Your assignment:
Below are some records; print every one of them exactly.
START Available data
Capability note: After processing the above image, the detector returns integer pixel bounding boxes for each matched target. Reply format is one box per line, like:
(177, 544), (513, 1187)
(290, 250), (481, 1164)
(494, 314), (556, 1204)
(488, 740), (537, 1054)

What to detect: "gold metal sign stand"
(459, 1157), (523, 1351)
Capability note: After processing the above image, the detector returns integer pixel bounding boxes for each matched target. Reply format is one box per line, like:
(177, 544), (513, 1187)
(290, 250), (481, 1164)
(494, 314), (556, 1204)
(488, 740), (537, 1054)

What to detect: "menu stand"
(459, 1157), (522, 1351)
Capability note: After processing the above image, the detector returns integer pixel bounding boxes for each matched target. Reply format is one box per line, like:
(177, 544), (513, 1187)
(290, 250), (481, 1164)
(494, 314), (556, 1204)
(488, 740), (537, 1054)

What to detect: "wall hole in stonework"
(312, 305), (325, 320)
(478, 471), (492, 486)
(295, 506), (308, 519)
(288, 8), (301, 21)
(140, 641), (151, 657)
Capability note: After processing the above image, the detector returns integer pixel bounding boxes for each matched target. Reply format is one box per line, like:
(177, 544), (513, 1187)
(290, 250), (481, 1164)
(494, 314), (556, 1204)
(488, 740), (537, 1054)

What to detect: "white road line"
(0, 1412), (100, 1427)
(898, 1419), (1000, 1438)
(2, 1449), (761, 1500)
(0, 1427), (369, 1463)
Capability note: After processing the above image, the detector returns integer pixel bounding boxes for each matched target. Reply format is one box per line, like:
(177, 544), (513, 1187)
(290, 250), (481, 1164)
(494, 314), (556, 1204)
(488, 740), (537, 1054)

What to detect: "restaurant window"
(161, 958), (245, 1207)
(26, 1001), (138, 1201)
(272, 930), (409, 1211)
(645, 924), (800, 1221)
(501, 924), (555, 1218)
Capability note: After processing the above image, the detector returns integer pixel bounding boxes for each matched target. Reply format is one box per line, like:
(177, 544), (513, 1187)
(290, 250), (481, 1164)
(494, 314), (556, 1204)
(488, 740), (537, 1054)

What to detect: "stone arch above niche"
END Available data
Response to the exercise:
Capability note: After processing the above image, the detector returns integer pixel bounding boxes for each matched target. Reply format is one box per line, like:
(177, 544), (513, 1187)
(290, 250), (481, 1164)
(494, 314), (556, 1204)
(488, 740), (537, 1054)

What to detect: "gold metal sign stand"
(459, 1157), (523, 1351)
Capability note: After processing the above image, the detector returns integer pixel bounding boxes for each matched target. Reply format is one box per line, like:
(177, 544), (513, 1187)
(290, 250), (481, 1164)
(494, 314), (556, 1204)
(488, 740), (537, 1054)

What to detect: "menu stand"
(459, 1157), (522, 1351)
Capability note: After processing the above image, the detector returns integer pixel bounding boxes for each matched target. Reply format is one box per line, like:
(177, 544), (513, 1187)
(290, 250), (481, 1164)
(494, 314), (556, 1204)
(488, 740), (537, 1054)

What to detect: "wall hole in stonework"
(312, 305), (325, 320)
(478, 471), (492, 486)
(295, 506), (308, 519)
(288, 8), (301, 21)
(140, 641), (151, 657)
Capability note: After processing the above image, the detector returns integer pixel bounding boxes for each matched target. Reply format is one box per line, like:
(177, 544), (513, 1187)
(290, 250), (481, 1164)
(494, 314), (556, 1204)
(488, 740), (537, 1054)

What to detect: "white road line"
(0, 1412), (100, 1427)
(898, 1419), (1000, 1438)
(2, 1449), (761, 1500)
(0, 1427), (369, 1463)
Capability note: After processing the above image, the detector returns integer pixel bounding boxes for each matched target. Reply format is one box per line, like:
(177, 544), (513, 1187)
(290, 250), (481, 1164)
(494, 314), (556, 1204)
(488, 740), (537, 1054)

What to detect: "restaurant window"
(161, 958), (245, 1207)
(26, 1001), (138, 1201)
(272, 930), (409, 1211)
(645, 924), (800, 1221)
(501, 924), (555, 1218)
Capability note: After processing the above image, the detector returns integer pixel bounding boxes for each matched target. Reply format is one box per line, like:
(177, 544), (513, 1187)
(290, 250), (481, 1164)
(494, 314), (556, 1204)
(488, 740), (537, 1054)

What to detect: "stone arch above niche"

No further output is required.